Task item.
Your task is to copy each line of the material that includes "woman".

Excerpted data.
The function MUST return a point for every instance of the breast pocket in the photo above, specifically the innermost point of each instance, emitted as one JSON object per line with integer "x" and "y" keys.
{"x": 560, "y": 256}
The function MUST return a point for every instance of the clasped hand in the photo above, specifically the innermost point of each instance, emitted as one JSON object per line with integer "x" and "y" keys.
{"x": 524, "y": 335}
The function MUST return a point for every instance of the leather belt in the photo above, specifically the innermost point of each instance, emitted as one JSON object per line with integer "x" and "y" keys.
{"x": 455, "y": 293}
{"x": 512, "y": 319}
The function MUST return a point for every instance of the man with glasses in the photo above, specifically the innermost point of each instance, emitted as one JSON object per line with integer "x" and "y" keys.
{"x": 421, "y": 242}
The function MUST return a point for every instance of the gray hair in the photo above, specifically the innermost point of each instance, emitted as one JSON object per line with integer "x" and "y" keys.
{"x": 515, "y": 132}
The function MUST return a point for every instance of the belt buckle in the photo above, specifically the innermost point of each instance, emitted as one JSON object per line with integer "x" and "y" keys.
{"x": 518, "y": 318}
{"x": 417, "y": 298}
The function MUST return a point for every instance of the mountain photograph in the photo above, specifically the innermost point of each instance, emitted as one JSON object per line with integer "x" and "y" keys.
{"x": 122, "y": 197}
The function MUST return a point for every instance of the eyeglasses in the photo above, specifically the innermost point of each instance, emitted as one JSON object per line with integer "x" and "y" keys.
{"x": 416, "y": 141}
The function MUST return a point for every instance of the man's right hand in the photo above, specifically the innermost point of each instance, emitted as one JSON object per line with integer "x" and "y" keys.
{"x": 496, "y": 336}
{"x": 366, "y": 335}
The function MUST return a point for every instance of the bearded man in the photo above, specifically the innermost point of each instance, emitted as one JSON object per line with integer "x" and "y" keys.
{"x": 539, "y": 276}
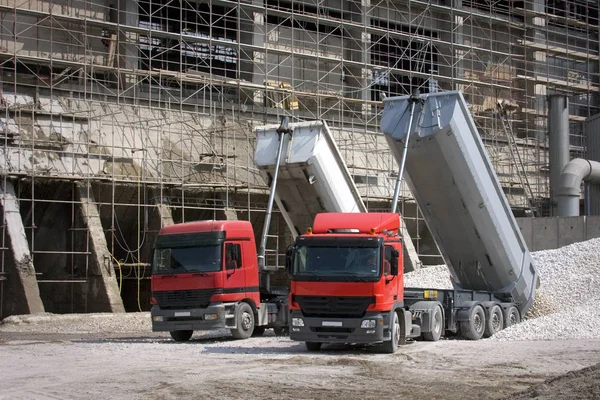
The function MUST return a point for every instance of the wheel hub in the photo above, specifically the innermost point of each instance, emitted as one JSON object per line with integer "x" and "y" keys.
{"x": 246, "y": 321}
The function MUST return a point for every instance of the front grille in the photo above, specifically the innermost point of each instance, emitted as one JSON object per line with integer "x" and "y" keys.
{"x": 334, "y": 306}
{"x": 331, "y": 329}
{"x": 199, "y": 298}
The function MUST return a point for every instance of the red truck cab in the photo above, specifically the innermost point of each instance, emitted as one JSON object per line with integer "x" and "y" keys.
{"x": 205, "y": 276}
{"x": 347, "y": 281}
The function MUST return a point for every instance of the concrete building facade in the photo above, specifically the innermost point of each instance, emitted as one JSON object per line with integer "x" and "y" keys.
{"x": 120, "y": 116}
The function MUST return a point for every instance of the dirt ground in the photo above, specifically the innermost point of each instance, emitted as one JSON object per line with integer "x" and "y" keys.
{"x": 151, "y": 366}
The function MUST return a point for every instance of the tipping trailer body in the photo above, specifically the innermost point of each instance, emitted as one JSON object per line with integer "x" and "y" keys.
{"x": 313, "y": 177}
{"x": 451, "y": 177}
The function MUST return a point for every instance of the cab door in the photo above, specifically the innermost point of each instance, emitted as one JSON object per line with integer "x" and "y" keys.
{"x": 392, "y": 284}
{"x": 235, "y": 273}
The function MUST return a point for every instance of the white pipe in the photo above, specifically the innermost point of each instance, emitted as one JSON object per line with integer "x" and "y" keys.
{"x": 569, "y": 184}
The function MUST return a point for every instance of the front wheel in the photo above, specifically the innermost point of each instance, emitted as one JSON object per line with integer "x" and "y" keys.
{"x": 181, "y": 336}
{"x": 473, "y": 328}
{"x": 438, "y": 326}
{"x": 313, "y": 346}
{"x": 245, "y": 322}
{"x": 281, "y": 331}
{"x": 512, "y": 316}
{"x": 258, "y": 331}
{"x": 390, "y": 346}
{"x": 495, "y": 322}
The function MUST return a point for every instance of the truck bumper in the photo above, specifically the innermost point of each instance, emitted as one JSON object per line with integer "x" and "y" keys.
{"x": 340, "y": 330}
{"x": 188, "y": 319}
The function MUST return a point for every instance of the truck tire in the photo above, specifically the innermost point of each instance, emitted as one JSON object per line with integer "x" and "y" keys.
{"x": 181, "y": 336}
{"x": 244, "y": 322}
{"x": 313, "y": 346}
{"x": 390, "y": 346}
{"x": 438, "y": 326}
{"x": 494, "y": 322}
{"x": 281, "y": 331}
{"x": 258, "y": 331}
{"x": 473, "y": 328}
{"x": 512, "y": 316}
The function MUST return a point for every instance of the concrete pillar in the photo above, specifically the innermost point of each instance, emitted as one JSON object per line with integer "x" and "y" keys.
{"x": 558, "y": 138}
{"x": 103, "y": 289}
{"x": 358, "y": 50}
{"x": 22, "y": 294}
{"x": 127, "y": 15}
{"x": 452, "y": 31}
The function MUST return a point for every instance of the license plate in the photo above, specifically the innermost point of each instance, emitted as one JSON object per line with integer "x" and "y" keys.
{"x": 183, "y": 314}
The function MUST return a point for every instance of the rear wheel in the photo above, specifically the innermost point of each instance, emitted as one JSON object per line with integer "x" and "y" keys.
{"x": 390, "y": 346}
{"x": 495, "y": 321}
{"x": 313, "y": 346}
{"x": 281, "y": 331}
{"x": 245, "y": 322}
{"x": 473, "y": 328}
{"x": 512, "y": 316}
{"x": 258, "y": 331}
{"x": 181, "y": 336}
{"x": 438, "y": 326}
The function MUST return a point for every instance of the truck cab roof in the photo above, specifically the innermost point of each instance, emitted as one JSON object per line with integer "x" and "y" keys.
{"x": 363, "y": 223}
{"x": 232, "y": 229}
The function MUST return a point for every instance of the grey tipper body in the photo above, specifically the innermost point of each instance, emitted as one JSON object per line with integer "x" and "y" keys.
{"x": 452, "y": 180}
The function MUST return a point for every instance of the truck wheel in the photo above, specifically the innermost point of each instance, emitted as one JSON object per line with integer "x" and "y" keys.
{"x": 313, "y": 346}
{"x": 473, "y": 328}
{"x": 390, "y": 346}
{"x": 438, "y": 326}
{"x": 258, "y": 331}
{"x": 245, "y": 322}
{"x": 512, "y": 316}
{"x": 495, "y": 322}
{"x": 181, "y": 336}
{"x": 280, "y": 331}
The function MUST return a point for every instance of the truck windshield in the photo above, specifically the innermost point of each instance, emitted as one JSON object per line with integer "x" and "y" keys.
{"x": 337, "y": 263}
{"x": 187, "y": 259}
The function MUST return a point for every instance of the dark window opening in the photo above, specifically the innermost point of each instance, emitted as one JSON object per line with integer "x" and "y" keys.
{"x": 207, "y": 42}
{"x": 416, "y": 55}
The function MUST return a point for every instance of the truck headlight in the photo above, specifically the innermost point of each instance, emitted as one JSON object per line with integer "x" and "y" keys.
{"x": 368, "y": 323}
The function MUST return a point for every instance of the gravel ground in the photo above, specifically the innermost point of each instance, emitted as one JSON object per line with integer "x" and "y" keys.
{"x": 89, "y": 356}
{"x": 567, "y": 304}
{"x": 581, "y": 385}
{"x": 141, "y": 366}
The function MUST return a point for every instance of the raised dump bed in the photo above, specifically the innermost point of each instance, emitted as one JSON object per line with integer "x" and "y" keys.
{"x": 458, "y": 192}
{"x": 313, "y": 177}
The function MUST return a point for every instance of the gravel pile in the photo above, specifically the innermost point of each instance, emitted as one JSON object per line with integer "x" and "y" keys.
{"x": 567, "y": 304}
{"x": 78, "y": 323}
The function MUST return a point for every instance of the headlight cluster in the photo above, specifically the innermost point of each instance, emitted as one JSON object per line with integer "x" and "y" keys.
{"x": 368, "y": 324}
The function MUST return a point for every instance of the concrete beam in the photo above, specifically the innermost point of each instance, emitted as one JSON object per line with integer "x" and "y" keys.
{"x": 103, "y": 290}
{"x": 24, "y": 295}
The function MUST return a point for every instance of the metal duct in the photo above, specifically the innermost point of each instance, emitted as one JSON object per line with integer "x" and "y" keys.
{"x": 569, "y": 186}
{"x": 558, "y": 136}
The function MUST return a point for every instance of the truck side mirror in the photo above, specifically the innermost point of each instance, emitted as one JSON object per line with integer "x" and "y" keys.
{"x": 394, "y": 263}
{"x": 289, "y": 259}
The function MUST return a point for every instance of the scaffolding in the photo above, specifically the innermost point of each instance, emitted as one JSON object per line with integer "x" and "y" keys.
{"x": 149, "y": 106}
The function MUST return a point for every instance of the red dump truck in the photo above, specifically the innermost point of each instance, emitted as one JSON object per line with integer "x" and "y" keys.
{"x": 211, "y": 274}
{"x": 205, "y": 276}
{"x": 340, "y": 295}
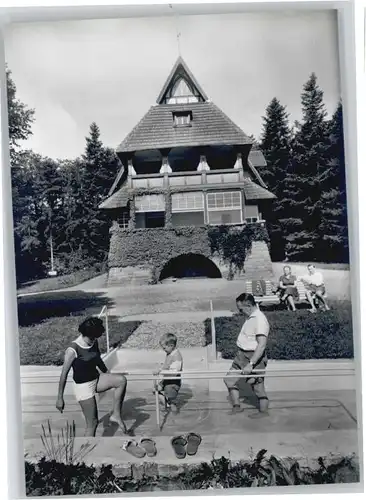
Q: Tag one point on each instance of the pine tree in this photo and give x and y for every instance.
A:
(20, 118)
(94, 176)
(276, 147)
(333, 244)
(37, 193)
(310, 157)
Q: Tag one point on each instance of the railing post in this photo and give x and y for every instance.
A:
(213, 332)
(107, 327)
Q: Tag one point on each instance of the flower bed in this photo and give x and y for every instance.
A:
(300, 335)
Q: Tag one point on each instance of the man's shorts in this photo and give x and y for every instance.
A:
(171, 392)
(316, 288)
(240, 361)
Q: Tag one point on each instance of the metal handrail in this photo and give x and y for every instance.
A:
(105, 311)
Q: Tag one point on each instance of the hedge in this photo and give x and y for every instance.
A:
(299, 335)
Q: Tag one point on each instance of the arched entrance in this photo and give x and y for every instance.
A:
(190, 265)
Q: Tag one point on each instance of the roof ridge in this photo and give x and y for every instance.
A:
(180, 62)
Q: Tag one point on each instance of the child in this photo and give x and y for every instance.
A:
(173, 364)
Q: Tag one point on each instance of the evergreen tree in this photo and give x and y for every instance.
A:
(333, 244)
(93, 176)
(37, 192)
(310, 158)
(20, 118)
(276, 147)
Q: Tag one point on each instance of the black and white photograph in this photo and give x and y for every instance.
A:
(181, 239)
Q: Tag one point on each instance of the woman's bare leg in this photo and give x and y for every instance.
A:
(119, 384)
(90, 411)
(322, 300)
(311, 300)
(291, 302)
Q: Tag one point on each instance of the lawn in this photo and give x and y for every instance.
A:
(300, 335)
(49, 322)
(45, 343)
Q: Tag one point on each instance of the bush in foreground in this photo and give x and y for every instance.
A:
(45, 343)
(300, 335)
(48, 477)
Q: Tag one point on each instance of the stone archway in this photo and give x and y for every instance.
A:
(190, 265)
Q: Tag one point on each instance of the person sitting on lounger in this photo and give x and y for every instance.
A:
(287, 288)
(315, 288)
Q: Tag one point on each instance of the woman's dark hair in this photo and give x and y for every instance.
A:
(91, 326)
(247, 298)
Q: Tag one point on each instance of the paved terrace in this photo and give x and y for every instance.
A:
(308, 422)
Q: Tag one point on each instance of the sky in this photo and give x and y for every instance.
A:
(111, 71)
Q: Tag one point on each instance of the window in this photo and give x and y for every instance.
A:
(187, 202)
(251, 213)
(123, 220)
(150, 203)
(224, 208)
(181, 93)
(227, 200)
(182, 119)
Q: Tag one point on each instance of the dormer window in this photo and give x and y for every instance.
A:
(182, 119)
(181, 93)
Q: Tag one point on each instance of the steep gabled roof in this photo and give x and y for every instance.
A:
(180, 69)
(209, 126)
(257, 159)
(253, 191)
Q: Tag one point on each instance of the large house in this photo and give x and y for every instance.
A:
(186, 168)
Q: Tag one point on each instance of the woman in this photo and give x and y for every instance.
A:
(90, 376)
(288, 290)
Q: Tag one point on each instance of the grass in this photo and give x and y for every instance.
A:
(59, 282)
(33, 309)
(45, 343)
(49, 322)
(300, 335)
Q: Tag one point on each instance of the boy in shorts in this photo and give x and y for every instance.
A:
(251, 354)
(169, 388)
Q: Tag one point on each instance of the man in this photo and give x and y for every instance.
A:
(251, 355)
(315, 288)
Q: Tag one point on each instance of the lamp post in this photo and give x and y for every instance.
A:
(52, 272)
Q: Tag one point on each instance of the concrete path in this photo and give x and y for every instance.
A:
(301, 425)
(201, 411)
(305, 447)
(173, 317)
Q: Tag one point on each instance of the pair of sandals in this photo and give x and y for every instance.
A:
(186, 445)
(146, 447)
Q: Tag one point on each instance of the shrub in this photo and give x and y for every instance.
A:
(300, 335)
(54, 478)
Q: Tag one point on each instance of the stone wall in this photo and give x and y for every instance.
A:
(137, 256)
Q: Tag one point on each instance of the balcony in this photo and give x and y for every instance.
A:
(188, 179)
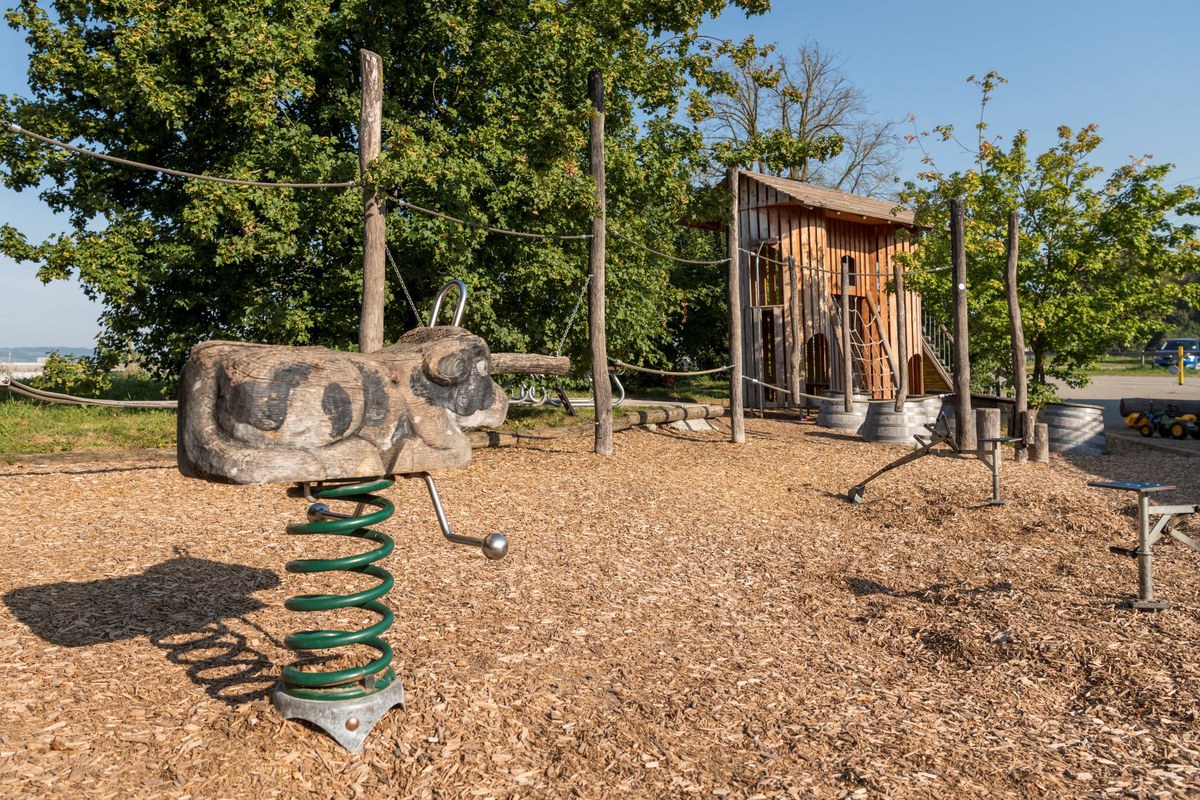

Output of the exercise.
Q: Tag one point on each instance of the woman's bare leg in this photo and give x and y for every instance.
Q: Tag one point on each instance of the woman's dark hair in this photo and give x and y for every instance.
Q: Tag one point on each instance of the woman in this photo and give x and y for every instance.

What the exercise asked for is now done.